ATIVIDADE
Continue o texto abaixo sobre a desistência nacional e a distribuição do poder em Portugal, começando logo após a última frase apresentada.

TEXTO APRESENTADO
Este título não é da minha autoria. Aliás, uma colega inspirou-me ao referir-se a parte desta expressão quando falávamos sobre o funcionamento de vários serviços em Portugal (obrigada A.).
Claro que não é simples abordar a desistência nacional, que é mais ou menos aquilo em que nós enquanto país, nação ou pátria, se preferirem, muitas vezes sentimos como a última verdade. E isto é evidente nos vários níveis da administração do Estado, dos níveis de organização territorial, do regional, ao municipal e até ao local. Ora, é exactamente sobre isso que vos quero falar hoje.
A distribuição de poder dentro do espaço que delimita um país tem sido central no estudo da organização humana e política do Homem. As instituições políticas partem dessas disposições locais (desde os conselhos de sábios nas aldeias, até às chefias das vilas ou aos prestadores de serviços localmente), seguindo para o meso e o macro nos arranjos mais modernos dos países. Mas, o principal aspecto destas instituições, quer se trate da sua organização ascendente (centralizando-se), quer descendente (descentralizando-se), tem a ver com quem tem o poder legítimo, de entre eles e se todos eles.

DADOS FORNECIDOS
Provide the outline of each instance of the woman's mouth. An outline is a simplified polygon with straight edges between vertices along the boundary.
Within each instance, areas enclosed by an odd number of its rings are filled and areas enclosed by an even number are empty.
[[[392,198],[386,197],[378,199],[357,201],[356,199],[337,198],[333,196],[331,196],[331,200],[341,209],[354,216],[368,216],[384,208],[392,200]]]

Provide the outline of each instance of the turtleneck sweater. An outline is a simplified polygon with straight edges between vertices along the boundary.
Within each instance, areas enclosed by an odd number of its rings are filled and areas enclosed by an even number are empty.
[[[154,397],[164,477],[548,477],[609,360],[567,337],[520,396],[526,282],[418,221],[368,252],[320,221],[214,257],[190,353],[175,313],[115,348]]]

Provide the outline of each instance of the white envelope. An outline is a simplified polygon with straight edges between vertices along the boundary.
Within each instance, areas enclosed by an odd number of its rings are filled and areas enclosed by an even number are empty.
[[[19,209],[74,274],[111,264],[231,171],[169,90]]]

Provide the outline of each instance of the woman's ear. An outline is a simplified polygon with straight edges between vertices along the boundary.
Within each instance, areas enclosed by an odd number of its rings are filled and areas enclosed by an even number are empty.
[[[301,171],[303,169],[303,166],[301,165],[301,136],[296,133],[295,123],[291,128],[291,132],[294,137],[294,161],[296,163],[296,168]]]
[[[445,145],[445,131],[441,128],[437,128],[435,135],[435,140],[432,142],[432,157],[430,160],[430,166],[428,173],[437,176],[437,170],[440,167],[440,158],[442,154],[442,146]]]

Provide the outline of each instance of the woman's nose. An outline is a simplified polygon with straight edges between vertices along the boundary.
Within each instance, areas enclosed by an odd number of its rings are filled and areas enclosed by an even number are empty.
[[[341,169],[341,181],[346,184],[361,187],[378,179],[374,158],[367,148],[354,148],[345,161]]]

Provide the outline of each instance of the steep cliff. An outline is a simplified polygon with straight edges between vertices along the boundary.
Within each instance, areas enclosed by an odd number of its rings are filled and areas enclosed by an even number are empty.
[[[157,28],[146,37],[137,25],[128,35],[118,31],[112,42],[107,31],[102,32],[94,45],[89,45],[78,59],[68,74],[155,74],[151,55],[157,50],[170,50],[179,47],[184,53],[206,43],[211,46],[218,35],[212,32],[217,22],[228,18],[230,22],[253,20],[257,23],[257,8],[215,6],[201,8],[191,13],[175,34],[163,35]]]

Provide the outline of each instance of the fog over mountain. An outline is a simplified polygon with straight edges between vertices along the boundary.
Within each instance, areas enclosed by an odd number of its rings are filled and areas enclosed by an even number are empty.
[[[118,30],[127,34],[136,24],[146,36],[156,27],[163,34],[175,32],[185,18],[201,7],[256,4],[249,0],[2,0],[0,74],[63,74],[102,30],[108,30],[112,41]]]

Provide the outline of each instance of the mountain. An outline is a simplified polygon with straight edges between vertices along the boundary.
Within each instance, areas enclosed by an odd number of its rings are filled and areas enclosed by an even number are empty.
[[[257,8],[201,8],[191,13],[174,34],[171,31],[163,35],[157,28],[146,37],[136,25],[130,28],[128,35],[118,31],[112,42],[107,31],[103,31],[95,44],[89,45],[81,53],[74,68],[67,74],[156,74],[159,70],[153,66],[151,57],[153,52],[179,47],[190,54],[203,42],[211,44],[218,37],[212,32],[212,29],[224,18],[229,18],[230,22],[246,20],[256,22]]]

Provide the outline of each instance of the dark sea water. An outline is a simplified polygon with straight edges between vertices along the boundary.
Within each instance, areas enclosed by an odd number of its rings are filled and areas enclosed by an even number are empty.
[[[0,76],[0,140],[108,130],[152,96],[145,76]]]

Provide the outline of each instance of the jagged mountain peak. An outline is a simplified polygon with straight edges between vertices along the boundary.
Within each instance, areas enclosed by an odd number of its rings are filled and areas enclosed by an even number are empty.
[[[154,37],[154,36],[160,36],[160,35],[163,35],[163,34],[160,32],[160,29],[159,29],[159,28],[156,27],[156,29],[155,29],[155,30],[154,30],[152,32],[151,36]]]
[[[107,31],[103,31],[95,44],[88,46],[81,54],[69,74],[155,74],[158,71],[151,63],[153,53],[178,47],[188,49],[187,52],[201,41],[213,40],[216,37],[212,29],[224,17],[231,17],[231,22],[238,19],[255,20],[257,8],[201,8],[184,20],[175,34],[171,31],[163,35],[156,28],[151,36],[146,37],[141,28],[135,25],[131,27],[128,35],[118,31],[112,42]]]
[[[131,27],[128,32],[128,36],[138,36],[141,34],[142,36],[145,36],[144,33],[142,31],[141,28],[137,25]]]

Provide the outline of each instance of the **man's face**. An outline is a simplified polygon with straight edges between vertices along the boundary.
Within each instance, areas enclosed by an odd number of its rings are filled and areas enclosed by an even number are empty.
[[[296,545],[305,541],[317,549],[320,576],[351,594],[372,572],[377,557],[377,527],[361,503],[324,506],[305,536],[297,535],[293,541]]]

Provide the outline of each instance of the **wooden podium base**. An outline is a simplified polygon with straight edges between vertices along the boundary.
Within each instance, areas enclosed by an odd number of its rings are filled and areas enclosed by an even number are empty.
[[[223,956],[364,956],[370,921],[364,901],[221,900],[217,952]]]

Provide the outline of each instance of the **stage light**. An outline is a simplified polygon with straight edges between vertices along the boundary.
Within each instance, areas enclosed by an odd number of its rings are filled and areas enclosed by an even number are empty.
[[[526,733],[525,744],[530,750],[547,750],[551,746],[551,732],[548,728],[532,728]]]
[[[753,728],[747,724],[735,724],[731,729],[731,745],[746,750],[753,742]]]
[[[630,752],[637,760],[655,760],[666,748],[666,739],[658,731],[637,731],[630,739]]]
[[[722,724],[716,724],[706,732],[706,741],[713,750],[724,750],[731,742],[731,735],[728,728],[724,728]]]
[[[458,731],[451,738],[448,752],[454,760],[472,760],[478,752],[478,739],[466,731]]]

RESPOSTA FINAL
Esta é, na verdade, uma das mais relevantes discussões sobre a regionalização que se fará (algum dia, talvez) em Portugal, mas sobre a qual não falarei hoje. Ligada a estes níveis de governo, ou mais correctamente, de governança, encontramos a necessária ligação a esse poder de fazer, os recursos a que se tem acesso para providenciar aquilo que é o Bem Comum ou, em linguagem mais específica, os bens públicos (realmente para todos).
Há uma variação entre estes níveis de governação, por exemplo, que unidades territoriais têm capacidade de satisfazer que necessidades e como é que isto é efectivado. Esta capacidade é essencial para percebermos o maior ou menor sucesso de um Estado enquanto tal. Aliás, a pandemia mostrar essa relevância, sendo que muitos países de cariz federal tiveram mais problemas em aplicar medidas mais gerais, embora fossem, também, dos que mais meios tinham à sua disponibilidade.
Talvez o aspecto que não nos lembremos é mesmo como a geografia influencia os resultados. Até podemos ter presente que a geografia eleitoral faz esta ponte entre latitudes e longitudes e sentido de voto, mas esquecemo-nos, com muita frequência, que a geografia implica ajustes muitas vezes “custosos”, mas que também podem revelar-se oportunidades reais.
Podemos olhar para a nossa vida de forma bastante semelhante: só sabemos se as nossas circunstâncias são vantajosas, ou não, quando estamos no meio da agitação. Se temos um barco ou se temos uma cabana em si não diz nada, a não ser que saibamos inicialmente qual o tipo de afronta com que nos iremos deparar. Ou seja, a queda depende sempre do chão à nossa frente e dos sapatos que calçamos.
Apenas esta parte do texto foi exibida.